Given information Block Start

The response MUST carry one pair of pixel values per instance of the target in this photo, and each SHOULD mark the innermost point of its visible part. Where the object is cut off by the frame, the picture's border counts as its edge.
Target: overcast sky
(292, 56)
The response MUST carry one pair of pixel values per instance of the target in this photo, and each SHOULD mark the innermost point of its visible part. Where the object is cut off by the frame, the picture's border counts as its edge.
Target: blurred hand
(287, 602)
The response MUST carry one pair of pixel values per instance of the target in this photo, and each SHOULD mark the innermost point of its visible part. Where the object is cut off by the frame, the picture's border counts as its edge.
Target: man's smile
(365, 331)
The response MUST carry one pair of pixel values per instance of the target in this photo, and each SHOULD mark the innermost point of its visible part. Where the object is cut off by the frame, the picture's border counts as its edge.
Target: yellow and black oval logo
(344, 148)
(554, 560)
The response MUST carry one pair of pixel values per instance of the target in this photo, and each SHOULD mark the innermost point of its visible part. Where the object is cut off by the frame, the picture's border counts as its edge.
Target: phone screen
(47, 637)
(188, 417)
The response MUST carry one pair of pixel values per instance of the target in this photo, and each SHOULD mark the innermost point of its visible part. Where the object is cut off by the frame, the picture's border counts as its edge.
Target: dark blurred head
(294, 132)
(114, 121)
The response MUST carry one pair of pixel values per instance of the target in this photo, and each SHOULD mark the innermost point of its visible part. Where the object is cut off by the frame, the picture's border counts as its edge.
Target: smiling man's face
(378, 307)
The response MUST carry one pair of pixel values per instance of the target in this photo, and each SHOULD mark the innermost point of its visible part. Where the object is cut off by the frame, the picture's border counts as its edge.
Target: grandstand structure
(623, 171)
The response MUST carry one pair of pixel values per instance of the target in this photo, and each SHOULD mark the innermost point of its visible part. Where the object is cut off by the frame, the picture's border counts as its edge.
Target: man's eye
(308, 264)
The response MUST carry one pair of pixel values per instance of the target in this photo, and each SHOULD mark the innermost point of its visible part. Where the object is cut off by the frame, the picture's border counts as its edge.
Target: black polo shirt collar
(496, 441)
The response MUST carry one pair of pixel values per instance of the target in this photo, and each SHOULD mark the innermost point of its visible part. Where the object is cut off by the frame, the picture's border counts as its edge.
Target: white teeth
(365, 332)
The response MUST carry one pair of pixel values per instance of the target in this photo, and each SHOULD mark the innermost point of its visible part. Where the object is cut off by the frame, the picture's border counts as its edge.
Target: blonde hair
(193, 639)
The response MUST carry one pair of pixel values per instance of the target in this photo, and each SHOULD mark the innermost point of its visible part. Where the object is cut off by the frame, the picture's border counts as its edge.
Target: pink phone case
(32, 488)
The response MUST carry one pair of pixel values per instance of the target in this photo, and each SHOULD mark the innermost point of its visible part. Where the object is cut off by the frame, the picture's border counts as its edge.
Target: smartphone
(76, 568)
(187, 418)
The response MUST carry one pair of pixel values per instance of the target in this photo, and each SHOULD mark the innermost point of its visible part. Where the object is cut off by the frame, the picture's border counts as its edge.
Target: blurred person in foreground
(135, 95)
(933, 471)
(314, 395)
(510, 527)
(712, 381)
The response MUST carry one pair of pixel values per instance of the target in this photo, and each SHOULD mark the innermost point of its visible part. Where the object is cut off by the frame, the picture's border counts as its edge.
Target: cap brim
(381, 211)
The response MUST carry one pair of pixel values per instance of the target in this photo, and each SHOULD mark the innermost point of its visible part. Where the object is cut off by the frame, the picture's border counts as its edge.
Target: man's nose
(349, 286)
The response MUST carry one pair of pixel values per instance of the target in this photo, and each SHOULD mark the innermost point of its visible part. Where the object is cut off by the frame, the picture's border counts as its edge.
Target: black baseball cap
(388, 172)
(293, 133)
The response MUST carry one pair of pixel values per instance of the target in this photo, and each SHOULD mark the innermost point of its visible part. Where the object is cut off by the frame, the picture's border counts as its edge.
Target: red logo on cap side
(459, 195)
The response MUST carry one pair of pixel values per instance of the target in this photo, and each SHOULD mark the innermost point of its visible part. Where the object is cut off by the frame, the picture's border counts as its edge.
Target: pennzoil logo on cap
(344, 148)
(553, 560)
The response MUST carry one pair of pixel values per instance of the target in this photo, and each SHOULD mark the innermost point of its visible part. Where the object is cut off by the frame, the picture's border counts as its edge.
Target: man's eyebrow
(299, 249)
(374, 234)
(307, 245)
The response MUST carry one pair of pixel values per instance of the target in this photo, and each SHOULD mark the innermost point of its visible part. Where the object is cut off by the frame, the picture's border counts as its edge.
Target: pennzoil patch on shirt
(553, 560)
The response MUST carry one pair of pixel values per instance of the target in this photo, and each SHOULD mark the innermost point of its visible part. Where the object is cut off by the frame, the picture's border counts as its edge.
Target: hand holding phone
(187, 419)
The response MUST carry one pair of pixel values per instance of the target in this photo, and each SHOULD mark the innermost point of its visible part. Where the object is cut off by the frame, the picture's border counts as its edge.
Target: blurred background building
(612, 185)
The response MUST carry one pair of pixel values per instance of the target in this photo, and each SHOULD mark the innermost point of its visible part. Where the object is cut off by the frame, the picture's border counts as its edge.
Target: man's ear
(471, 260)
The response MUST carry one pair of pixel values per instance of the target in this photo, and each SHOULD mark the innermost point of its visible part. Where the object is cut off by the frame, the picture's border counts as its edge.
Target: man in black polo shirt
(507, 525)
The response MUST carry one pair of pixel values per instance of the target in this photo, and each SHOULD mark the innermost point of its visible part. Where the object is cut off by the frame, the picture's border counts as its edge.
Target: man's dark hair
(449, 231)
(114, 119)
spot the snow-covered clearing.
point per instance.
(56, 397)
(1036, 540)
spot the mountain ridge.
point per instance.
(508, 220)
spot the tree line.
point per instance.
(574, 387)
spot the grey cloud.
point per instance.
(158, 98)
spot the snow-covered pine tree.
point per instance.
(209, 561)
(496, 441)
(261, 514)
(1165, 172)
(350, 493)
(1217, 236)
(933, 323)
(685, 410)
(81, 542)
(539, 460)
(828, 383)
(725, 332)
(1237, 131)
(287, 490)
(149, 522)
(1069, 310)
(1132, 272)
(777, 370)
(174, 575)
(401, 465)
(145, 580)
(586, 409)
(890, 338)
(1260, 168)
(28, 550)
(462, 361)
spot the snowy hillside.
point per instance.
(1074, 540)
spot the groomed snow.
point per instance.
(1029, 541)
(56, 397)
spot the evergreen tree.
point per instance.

Given information Block End

• Exercise directions:
Please reproduce each record precisely as written.

• Your response:
The response MUST carry one pair of pixel values per instance of the target in this photo, and each SHOULD mark the innermost point of its visible part. Where the object is cut off by the frame, the picture's border counts as its edge.
Target: overcast sky
(292, 56)
The response MUST carry one pair of pixel values per instance of the target in this photo, and each SHOULD mark the innermost point of its visible part. Where the object is cut off by the frame, the picture's border counts as its edge.
Target: blurred hand
(287, 602)
The response MUST carry one pair of pixel values per instance of the target in this photo, and each SHOULD mark the innermost point of its visible part. Where the object is cut off by the frame, the picture's border counts as its edge.
Target: man's smile
(365, 331)
The response MUST carry one pair of pixel values per instance of the target in this photo, and each SHOULD mark the innermost point of its visible part. Where the object is cut off by the frame, the picture's border counts as its edge.
Target: yellow and black oval logo
(344, 148)
(554, 560)
The response MUST carry one pair of pixel values per instance of the target in this photo, and each SHOULD mark the innermost point of its visible part. Where the object is cut off by the frame, the picture's border counts as its edge.
Target: phone screen
(47, 637)
(188, 417)
The response MUST carry one pair of pixel values per instance of the target in this photo, and each SHOULD mark the innermost point of its visible part. Where the object is cut off by the frame, the picture's border counts as its edge.
Target: dark blurred head
(294, 132)
(114, 121)
The response MUST carry one pair of pixel values per instance of the target in this photo, and each SHOULD mark the innermost point of its visible part. Where the object is cut off by the frame, the picture's border counts as its edge.
Target: smiling man's face
(378, 307)
The response MUST carry one pair of pixel values per instance of the target in this photo, and each SHOULD mark the innermost point of its visible part. Where the object is cut off by the frame, the picture's border counts as its edge.
Target: grandstand structure
(623, 171)
The response MUST carry one pair of pixel values per instance of the target in this photo, and each SHOULD mark the innermost point of its visible part. Where the object is cut off by the frame, the picture's border counts as its edge.
Target: man's eye
(308, 264)
The response MUST carry one pair of pixel values per instance of the target in this photo, and each SHOULD mark the innermost point of its visible part. Where the object is cut off by the frame, the picture's border counts as its edge.
Target: black polo shirt collar
(496, 441)
The response MUST carry one pair of pixel values per instance of the target in this photo, and each SHOULD mark the innermost point of its visible part. Where the object is cut off by the frame, the picture's border counts as its edge.
Target: white teeth
(365, 332)
The response MUST carry one pair of pixel values per instance of the target in this photo, and each SHOULD mark the innermost point of its visible part. Where the object is cut off by the frame, the picture's border counts as its edge.
Target: blonde hair
(193, 639)
The response MUST carry one pair of pixel values per instance of the target in this photo, and each SHOULD mark the innermost point of its visible part. Where the object is cut off by the frame, the picture's border counts as its edge.
Target: pink phone case
(32, 488)
The response MUST carry one pair of pixel values per instance of the target in this photo, and each SHOULD mark the innermost point of its visible part. Where the object is cut off by the frame, the picture's border counts as its edge.
Target: smartphone
(76, 568)
(187, 418)
The response MUST carry one pair of pixel values per instance of the target in this photo, and each SHOULD mark the innermost point of its visible part. Where the object is cut off by the frame, the picture's border counts as its edge.
Target: blurred person in foreground
(135, 95)
(933, 471)
(314, 395)
(510, 527)
(712, 381)
The response MUST carry one pair of pixel values per instance of the target in this photo, and each SHOULD mark the innermost point of its visible part. Where the object is cut off by the frame, the picture's border counts as its edge.
Target: cap brim
(381, 211)
The response MUST carry one pair of pixel values per instance of the target in this photo, and each SHOULD mark the innermost point of its visible part. Where the object is cut off by the frame, the picture's border counts as its edge.
Target: man's nose
(349, 286)
The response MUST carry one pair of pixel values per instance of the target in this photo, and each SHOULD mark the innermost point of its visible part. Where the object is cut off by the frame, the picture's border counts as its edge.
Target: black baseball cap
(388, 172)
(293, 133)
The response MUST carry one pair of pixel values per instance of the target in this photo, and each SHOULD mark the innermost point of its visible part. Where the object is cut off by the frame, the picture's border counts as its edge.
Target: red logo on cap side
(459, 195)
The response MUST carry one pair of pixel values per instance of the target in this photo, and each SHOULD mark the innermost point of its visible part. Where the object is cut off by the frame, the picture's border counts as its edge.
Target: pennzoil logo on cap
(344, 148)
(553, 560)
The response MUST carry one pair of pixel values per instance of the target in this photo, and each SHOULD mark the innermost point of its visible part. Where the object is cut off by the frame, the picture's border counts as its edge.
Target: man's eyebrow
(299, 249)
(374, 234)
(307, 245)
The response MUST carry one pair of pixel values per instance of the target in this photo, and each SHOULD mark the innermost point of its visible part. Where the object is cut off by the frame, the picture's border counts as its edge.
Target: pennzoil patch on shirt
(553, 560)
The response MUST carry one pair of pixel values per instance of the target in this photo, and each SHOULD mark the innermost point of its visible part. Where the object is cut off by the frame, the picture's border counts as its edge.
Target: hand holding phone
(187, 419)
The response MUST carry one pair of pixel values per instance of the target in this photo, and each SHOULD mark the innermost point of its visible part. Where the object is cut off by the frame, the picture's border counts as its edge.
Target: blurred background building
(612, 185)
The response MUST carry one pair of pixel values per instance of the target in this photo, and each SHOULD mark the innermost point of its visible part. Where the object is cut off by the frame, the picture's border counts as its edge.
Target: man's ear
(471, 260)
The response MUST carry one pair of pixel values per instance of the target in this photo, and each SHOULD mark the innermost point of its visible part. Where the object is cut off by the frame, the picture's border counts as its edge.
Target: man in black polo shirt
(507, 525)
The response MUST carry one pair of pixel values per instance of the target in this photo, and each SHOULD mark the innermost point of its visible part. Where the object is cut off by the frame, the picture's border counts as its edge.
Target: man's dark hair
(449, 231)
(114, 119)
spot the snow-covered clearing.
point per instance.
(56, 397)
(1036, 540)
spot the mountain ridge.
point per instance.
(508, 220)
spot the tree line.
point per instance.
(574, 387)
spot the grey cloud.
point per instance.
(158, 98)
spot the snow-covered pine tree.
point per instance.
(209, 561)
(496, 441)
(261, 514)
(1165, 172)
(350, 493)
(1217, 236)
(933, 323)
(685, 410)
(81, 542)
(539, 460)
(828, 383)
(725, 332)
(1237, 131)
(287, 490)
(149, 522)
(1069, 310)
(1132, 272)
(777, 370)
(174, 575)
(401, 465)
(145, 580)
(586, 409)
(890, 338)
(1260, 168)
(28, 550)
(462, 361)
spot the snowy hillside.
point per instance.
(1074, 540)
spot the groomed snow.
point per instance.
(1029, 541)
(56, 397)
spot the evergreen tree.
point per instance.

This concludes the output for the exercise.